(EXERCISE AIM)
Reproduce verbatim the entries below, from the line containing "Kindly outline every instance of the **fireplace**" through the end of the entries, both ends included, and leave out the pictures.

(SUPPLIED DATA)

▬▬▬

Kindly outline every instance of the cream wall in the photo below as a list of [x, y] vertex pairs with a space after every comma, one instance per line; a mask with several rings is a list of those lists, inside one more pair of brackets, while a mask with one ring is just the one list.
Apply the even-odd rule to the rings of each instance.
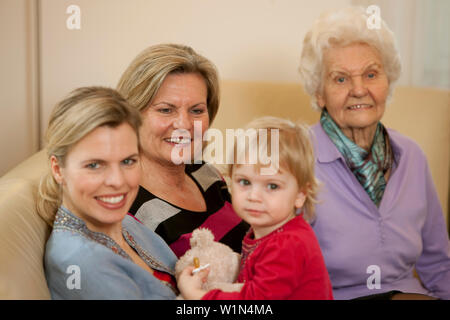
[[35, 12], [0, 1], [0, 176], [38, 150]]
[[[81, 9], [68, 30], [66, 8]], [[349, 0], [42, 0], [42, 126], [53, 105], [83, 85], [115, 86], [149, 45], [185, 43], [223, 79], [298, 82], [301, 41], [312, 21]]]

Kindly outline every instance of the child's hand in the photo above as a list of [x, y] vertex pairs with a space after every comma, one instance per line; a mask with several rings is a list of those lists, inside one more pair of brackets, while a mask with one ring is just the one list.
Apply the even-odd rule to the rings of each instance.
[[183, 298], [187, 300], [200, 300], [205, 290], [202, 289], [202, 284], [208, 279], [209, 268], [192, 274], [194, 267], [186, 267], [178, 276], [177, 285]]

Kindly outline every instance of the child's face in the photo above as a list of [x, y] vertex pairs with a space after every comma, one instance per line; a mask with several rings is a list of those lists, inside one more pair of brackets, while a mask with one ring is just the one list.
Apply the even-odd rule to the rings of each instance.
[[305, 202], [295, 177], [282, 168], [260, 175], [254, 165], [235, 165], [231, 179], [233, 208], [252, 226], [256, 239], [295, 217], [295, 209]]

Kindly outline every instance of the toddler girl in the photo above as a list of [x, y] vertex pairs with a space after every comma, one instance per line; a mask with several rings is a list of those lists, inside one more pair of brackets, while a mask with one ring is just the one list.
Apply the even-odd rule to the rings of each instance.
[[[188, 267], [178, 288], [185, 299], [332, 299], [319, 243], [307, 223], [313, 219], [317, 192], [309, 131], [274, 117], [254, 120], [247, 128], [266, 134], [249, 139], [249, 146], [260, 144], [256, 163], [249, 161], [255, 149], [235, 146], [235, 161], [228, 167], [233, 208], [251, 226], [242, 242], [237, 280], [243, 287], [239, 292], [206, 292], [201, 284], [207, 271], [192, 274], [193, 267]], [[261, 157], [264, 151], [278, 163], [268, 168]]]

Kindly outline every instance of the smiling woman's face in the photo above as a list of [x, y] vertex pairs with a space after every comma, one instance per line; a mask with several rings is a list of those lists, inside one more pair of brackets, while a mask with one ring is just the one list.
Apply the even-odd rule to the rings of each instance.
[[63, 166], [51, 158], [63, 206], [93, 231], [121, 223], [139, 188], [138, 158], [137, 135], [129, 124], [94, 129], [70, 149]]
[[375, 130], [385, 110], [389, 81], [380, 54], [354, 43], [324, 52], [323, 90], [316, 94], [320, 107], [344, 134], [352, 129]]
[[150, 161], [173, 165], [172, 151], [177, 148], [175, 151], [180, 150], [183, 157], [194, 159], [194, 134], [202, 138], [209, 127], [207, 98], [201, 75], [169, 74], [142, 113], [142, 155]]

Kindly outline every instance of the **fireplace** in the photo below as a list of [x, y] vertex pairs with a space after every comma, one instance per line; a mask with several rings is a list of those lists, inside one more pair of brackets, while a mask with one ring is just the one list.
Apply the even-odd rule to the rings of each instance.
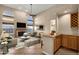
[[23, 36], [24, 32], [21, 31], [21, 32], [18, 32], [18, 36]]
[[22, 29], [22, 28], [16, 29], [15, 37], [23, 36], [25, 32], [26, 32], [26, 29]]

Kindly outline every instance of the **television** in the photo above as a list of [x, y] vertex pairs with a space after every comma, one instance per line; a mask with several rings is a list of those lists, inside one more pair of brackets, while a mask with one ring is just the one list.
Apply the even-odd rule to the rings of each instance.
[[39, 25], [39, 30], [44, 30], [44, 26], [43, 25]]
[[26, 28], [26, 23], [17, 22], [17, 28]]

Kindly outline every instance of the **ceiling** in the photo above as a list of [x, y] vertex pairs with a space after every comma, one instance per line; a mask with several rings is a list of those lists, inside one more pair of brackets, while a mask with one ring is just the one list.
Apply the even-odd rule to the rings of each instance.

▬▬▬

(RESULT OF THIS EXERCISE)
Kindly outline every instance of the **fireplace** in the photo below as a list of [x, y] vertex pairs with a space after every comma, one instance per line; a mask with several rings is a list of those lists, inside one more pair of brackets, while a mask with one ring is just the one list.
Apply the even-odd rule to the rings of each instance.
[[23, 36], [24, 32], [21, 31], [21, 32], [18, 32], [18, 36]]
[[22, 29], [22, 28], [16, 29], [15, 37], [23, 36], [25, 32], [26, 32], [26, 29]]

Kindly outline every instance of the **television** in the photo above as a list of [x, y] vertex pairs with a space after every comma, one instance per line; a mask with several rings is a list of those lists, inside one more pair of brackets, while a mask with one ring is just the one list.
Apply the even-odd rule to the rings of each instance.
[[39, 25], [39, 30], [44, 30], [44, 26], [43, 25]]
[[26, 28], [26, 23], [17, 22], [17, 28]]

Kindly outline every instance of the **ceiling** in the photo above as a list of [x, y] vertex pairs with a space after every comma, one instance per line; a mask with several rings is a list of those lists, inside one more pair of brackets, while a mask with one ring is just the one list.
Apply the even-odd rule to the rings of each instance.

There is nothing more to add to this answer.